» **Extract**
▬▬▬

In fact, barley was abandoned a long time ago on Iceland but in the last couple decades it’s made a comeback and has actually become a valuable crop for farmers there.

Refuges: NZ, UK, AU, IR

But let’s say the fit really hits the shan and massive waves of climate refugees cause societies to collapse. Then you might want to find a lifeboat country. A lifeboat country, according to this report, is a country with good climate protection plans but are also geographically isolated and somewhat self-sustaining.
Good examples of this are New Zealand, the United Kingdom, Australia, and Ireland.
Ireland has a 125-billion Euro plan to combat climate change.  More importantly, only 2 percent of the Irish economy depends on agriculture, which makes the country less vulnerable than its peers.

Then you’ve got Australia on the other side of things, they’ve so far not done much to mitigate climate change, but geographically they’re in a good place.
I should note that plenty of countries in Africa and South America have done amazing things in their climate efforts. Just their locations kept them off the top of this list.

Developing Countries

Which kinda brings me around to the most important point. Some places are just going to suffer more than others. And most of those are the poorer parts of the world.

▬▬▬

» **Dataset**
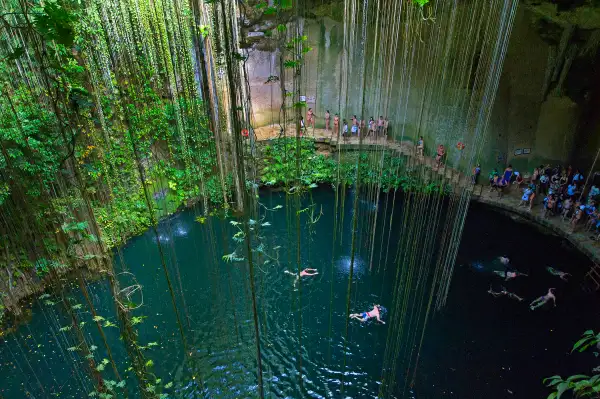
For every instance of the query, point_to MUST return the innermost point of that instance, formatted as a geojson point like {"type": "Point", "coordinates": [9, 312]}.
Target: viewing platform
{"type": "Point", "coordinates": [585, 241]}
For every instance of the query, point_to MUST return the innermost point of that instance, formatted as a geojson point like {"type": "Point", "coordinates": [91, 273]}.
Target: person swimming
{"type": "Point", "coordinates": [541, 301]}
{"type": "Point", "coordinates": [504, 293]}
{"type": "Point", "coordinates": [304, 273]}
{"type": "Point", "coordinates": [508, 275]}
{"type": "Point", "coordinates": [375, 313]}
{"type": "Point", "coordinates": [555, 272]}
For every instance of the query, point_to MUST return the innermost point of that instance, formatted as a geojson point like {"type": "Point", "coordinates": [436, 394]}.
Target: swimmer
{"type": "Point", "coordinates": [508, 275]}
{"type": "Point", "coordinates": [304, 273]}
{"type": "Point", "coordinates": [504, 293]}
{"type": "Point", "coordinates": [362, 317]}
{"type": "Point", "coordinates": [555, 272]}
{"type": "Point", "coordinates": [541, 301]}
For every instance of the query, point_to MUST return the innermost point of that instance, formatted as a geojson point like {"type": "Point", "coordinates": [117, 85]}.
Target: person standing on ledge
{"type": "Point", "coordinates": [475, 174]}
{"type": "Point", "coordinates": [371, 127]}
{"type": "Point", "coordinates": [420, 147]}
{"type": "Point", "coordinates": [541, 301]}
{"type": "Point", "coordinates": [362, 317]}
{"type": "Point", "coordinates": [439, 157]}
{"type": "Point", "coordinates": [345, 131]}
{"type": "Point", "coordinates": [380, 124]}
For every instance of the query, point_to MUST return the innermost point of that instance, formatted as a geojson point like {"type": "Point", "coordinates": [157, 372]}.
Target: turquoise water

▬▬▬

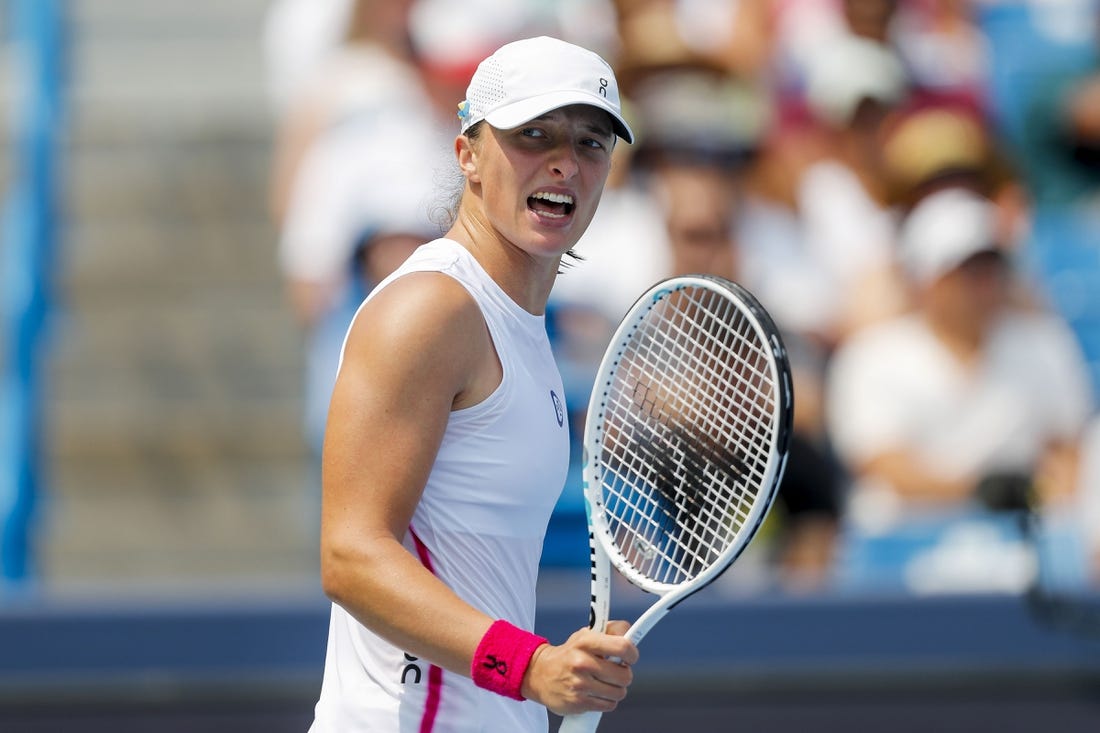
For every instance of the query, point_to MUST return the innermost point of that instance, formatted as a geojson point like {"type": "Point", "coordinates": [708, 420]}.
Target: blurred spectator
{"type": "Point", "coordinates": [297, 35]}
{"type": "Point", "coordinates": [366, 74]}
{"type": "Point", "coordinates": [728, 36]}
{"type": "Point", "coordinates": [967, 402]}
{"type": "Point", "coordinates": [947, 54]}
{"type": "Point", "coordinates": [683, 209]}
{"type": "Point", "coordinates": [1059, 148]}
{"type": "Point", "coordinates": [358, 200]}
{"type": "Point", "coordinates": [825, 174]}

▬▬▬

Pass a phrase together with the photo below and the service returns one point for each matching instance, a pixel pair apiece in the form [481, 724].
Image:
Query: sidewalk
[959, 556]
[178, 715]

▬▬▬

» **Task list**
**A.** According to the text on lifeboat countries, what share of the Irish economy depends on agriculture?
**B.** In the text on lifeboat countries, copy out the words from "But let’s say" to "a good place.".

» **Task solutions**
**A.** Only 2 percent.

**B.**
But let’s say the fit really hits the shan and massive waves of climate refugees cause societies to collapse. Then you might want to find a lifeboat country. A lifeboat country, according to this report, is a country with good climate protection plans but are also geographically isolated and somewhat self-sustaining.
Good examples of this are New Zealand, the United Kingdom, Australia, and Ireland.
Ireland has a 125-billion Euro plan to combat climate change.  More importantly, only 2 percent of the Irish economy depends on agriculture, which makes the country less vulnerable than its peers.

Then you’ve got Australia on the other side of things, they’ve so far not done much to mitigate climate change, but geographically they’re in a good place.